Exercise: Using the listing below, say how many of its lines hold "light". Offer nothing beyond the number.

Information shown:
◇ ◇ ◇ ◇ ◇ ◇ ◇

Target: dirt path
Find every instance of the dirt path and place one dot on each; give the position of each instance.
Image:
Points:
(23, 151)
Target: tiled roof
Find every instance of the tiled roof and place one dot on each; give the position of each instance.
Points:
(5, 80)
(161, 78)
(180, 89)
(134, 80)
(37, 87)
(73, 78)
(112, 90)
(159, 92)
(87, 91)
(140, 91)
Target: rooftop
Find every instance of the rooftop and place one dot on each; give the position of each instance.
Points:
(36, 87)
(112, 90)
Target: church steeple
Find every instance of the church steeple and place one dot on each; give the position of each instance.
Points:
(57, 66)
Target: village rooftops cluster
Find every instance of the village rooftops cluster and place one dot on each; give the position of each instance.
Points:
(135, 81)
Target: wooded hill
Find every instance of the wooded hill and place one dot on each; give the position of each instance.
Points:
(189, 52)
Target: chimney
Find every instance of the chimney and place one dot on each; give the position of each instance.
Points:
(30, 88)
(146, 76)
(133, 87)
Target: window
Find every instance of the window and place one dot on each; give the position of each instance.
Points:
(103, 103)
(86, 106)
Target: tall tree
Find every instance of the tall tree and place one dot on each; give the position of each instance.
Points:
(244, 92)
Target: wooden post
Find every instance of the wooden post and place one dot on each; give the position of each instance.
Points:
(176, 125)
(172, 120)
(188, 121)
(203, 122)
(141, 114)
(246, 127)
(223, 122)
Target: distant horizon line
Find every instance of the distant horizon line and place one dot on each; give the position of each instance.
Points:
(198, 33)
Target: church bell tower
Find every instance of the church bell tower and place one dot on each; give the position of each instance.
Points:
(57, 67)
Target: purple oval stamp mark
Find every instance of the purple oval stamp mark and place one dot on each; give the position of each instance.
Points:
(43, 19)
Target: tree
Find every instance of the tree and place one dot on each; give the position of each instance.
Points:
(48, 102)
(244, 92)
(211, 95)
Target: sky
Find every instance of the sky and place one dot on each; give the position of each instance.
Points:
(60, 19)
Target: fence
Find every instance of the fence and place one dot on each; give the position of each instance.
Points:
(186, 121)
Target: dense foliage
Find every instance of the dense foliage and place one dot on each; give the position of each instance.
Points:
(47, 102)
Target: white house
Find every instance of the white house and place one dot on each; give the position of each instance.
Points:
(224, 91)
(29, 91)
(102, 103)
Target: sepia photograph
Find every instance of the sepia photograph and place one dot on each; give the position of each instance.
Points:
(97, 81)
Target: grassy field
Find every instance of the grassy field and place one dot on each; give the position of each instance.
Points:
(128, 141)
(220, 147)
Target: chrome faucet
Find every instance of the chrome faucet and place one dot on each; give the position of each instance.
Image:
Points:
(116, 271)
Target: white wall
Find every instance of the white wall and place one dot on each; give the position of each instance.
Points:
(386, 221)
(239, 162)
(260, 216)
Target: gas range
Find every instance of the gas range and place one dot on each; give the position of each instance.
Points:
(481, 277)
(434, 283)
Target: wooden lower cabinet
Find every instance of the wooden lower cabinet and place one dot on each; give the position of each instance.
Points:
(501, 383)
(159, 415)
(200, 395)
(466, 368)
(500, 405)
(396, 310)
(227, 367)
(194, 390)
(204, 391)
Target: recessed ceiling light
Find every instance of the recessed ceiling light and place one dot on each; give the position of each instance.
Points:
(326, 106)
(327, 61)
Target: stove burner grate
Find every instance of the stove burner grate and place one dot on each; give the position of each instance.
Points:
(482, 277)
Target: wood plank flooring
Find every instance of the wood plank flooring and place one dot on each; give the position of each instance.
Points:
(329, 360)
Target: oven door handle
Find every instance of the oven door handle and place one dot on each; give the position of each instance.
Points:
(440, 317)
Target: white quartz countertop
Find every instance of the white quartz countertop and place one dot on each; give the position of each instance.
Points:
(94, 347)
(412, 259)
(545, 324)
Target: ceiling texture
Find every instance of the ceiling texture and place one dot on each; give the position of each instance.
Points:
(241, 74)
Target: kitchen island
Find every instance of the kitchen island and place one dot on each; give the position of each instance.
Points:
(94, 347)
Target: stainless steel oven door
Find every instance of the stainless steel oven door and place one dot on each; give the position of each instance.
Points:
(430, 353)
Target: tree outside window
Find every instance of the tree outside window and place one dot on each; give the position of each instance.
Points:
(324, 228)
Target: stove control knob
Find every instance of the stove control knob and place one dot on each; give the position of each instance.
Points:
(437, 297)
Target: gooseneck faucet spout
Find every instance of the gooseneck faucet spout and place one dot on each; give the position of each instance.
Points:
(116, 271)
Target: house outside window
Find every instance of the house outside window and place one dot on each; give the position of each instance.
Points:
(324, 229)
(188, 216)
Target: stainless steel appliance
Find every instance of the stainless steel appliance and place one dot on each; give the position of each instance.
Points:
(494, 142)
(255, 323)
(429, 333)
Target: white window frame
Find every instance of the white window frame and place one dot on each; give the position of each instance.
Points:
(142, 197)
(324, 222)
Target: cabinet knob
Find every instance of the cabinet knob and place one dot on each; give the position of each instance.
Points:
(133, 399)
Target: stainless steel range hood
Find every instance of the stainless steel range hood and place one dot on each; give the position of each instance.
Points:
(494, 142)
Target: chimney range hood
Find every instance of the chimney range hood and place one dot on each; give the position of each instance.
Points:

◇ ◇ ◇ ◇ ◇ ◇ ◇

Answer to this exercise: 2